Take the entries that follow and write them out again, word for word.
*** Data to process ***
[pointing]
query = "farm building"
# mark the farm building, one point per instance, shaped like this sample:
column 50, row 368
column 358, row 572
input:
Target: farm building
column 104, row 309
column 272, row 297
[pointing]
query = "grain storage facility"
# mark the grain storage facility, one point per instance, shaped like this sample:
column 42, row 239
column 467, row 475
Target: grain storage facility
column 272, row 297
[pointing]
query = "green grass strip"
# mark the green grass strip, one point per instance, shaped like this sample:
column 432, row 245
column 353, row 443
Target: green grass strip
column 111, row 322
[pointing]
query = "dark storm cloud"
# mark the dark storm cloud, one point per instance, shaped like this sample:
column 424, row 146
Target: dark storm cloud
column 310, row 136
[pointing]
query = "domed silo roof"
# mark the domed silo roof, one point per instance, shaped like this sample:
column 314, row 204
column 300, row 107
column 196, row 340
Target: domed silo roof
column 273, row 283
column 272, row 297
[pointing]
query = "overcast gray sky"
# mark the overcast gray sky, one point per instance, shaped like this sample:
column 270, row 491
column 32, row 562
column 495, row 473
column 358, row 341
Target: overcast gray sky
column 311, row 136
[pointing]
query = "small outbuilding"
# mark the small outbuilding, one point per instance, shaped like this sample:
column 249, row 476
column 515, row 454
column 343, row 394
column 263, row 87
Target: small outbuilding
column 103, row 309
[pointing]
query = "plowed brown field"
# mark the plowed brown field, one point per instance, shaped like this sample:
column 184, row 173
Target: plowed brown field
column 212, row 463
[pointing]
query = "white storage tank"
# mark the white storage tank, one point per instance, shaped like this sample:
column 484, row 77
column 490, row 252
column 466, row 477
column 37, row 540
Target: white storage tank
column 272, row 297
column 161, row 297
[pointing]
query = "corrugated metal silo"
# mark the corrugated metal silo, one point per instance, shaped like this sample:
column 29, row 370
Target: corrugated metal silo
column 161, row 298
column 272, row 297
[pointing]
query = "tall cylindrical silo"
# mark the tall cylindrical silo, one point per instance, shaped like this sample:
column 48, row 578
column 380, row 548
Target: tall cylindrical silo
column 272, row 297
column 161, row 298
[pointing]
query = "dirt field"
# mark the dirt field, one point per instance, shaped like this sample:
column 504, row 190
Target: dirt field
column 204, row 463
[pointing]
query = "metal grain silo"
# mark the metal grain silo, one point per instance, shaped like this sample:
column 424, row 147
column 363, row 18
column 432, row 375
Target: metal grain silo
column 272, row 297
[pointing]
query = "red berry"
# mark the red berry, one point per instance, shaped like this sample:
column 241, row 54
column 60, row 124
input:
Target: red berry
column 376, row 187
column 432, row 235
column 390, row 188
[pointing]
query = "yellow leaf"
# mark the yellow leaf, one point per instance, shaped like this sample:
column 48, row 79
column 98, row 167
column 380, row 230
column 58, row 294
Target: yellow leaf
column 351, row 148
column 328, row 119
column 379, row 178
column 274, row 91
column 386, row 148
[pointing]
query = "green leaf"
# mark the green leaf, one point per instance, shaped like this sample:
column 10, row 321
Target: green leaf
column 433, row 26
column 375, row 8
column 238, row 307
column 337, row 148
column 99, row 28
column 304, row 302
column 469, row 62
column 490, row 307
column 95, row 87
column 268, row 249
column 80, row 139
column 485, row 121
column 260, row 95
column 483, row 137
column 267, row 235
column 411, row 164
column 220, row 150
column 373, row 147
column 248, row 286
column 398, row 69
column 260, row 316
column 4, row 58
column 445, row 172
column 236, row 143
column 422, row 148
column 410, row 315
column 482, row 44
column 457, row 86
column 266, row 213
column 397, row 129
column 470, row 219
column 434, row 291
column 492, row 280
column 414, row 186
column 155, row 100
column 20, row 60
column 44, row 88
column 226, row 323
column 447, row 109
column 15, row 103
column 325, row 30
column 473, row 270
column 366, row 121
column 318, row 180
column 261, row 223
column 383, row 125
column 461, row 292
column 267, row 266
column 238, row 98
*** End of Data to process ***
● **Exercise result**:
[pointing]
query = "farm building"
# mark the farm building, one point per instance, shaped like this sample:
column 50, row 368
column 358, row 572
input:
Target: farm building
column 104, row 309
column 272, row 297
[pointing]
query = "grain storage facility"
# mark the grain storage facility, one point per instance, shaped like this sample:
column 42, row 239
column 467, row 475
Target: grain storage facility
column 272, row 297
[pointing]
query = "green grass strip"
# mark the green grass strip, one point per instance, shaped like this sample:
column 432, row 245
column 353, row 443
Target: green grass strip
column 111, row 322
[pointing]
query = "dark storm cloud"
# mark the dark storm cloud, one point per instance, shaped like this sample:
column 424, row 146
Target: dark storm cloud
column 310, row 136
[pointing]
query = "domed silo roof"
# mark the domed silo roof, one point per instance, shaped like this sample:
column 314, row 204
column 300, row 107
column 196, row 340
Target: domed silo roof
column 273, row 283
column 272, row 297
[pointing]
query = "overcast gray sky"
# mark the overcast gray sky, one point per instance, shaped like this sample:
column 270, row 491
column 32, row 562
column 495, row 473
column 358, row 341
Target: overcast gray sky
column 311, row 136
[pointing]
query = "small outbuilding"
# mark the small outbuilding, one point per instance, shaped like this sample:
column 249, row 476
column 515, row 454
column 343, row 394
column 263, row 87
Target: small outbuilding
column 103, row 309
[pointing]
query = "plowed brown field"
# mark the plowed brown field, one point per instance, shaped like this sample:
column 184, row 173
Target: plowed brown field
column 212, row 463
[pointing]
query = "white storage tank"
# mark the white storage tank, one point per instance, shaped like this sample:
column 484, row 77
column 490, row 252
column 466, row 477
column 37, row 540
Target: white storage tank
column 272, row 297
column 161, row 297
[pointing]
query = "corrugated metal silo"
# mark the corrugated metal silo, one point per instance, shaped like this sample:
column 29, row 370
Target: corrugated metal silo
column 161, row 298
column 272, row 297
[pointing]
query = "tall cylindrical silo"
# mark the tall cylindrical silo, one point per instance, shaped like this sample:
column 48, row 578
column 380, row 548
Target: tall cylindrical silo
column 272, row 297
column 161, row 298
[pointing]
query = "dirt field"
# mark the dirt field, one point per instance, shaped like this sample:
column 504, row 190
Target: dirt field
column 204, row 463
[pointing]
query = "metal grain silo"
# mark the metal grain silo, one point per instance, shaped like this sample:
column 424, row 147
column 363, row 18
column 432, row 375
Target: metal grain silo
column 272, row 297
[pointing]
query = "red berry"
# mark the red berry, one point per instance, shaped like this sample:
column 241, row 54
column 60, row 124
input:
Target: red berry
column 376, row 187
column 432, row 235
column 390, row 188
[pointing]
query = "yellow leaf"
# mark the yellow leaf, one point per instance, shaped like this sample:
column 48, row 79
column 98, row 167
column 380, row 230
column 58, row 294
Target: yellow leaf
column 351, row 148
column 328, row 119
column 379, row 178
column 274, row 91
column 386, row 148
[pointing]
query = "green leaf"
# mark the green leaf, one point per instance, shaped like this sample:
column 10, row 321
Target: green leaf
column 433, row 26
column 375, row 8
column 238, row 307
column 337, row 148
column 99, row 28
column 304, row 302
column 469, row 62
column 490, row 307
column 95, row 87
column 268, row 249
column 80, row 139
column 485, row 121
column 260, row 95
column 483, row 137
column 267, row 235
column 411, row 164
column 220, row 150
column 373, row 147
column 248, row 286
column 398, row 69
column 260, row 316
column 4, row 58
column 445, row 172
column 236, row 143
column 422, row 148
column 410, row 315
column 482, row 44
column 457, row 86
column 266, row 213
column 397, row 129
column 470, row 219
column 434, row 291
column 492, row 280
column 414, row 186
column 155, row 100
column 20, row 60
column 44, row 88
column 226, row 323
column 447, row 109
column 15, row 103
column 325, row 30
column 473, row 270
column 366, row 121
column 318, row 180
column 261, row 223
column 383, row 125
column 461, row 292
column 267, row 266
column 238, row 98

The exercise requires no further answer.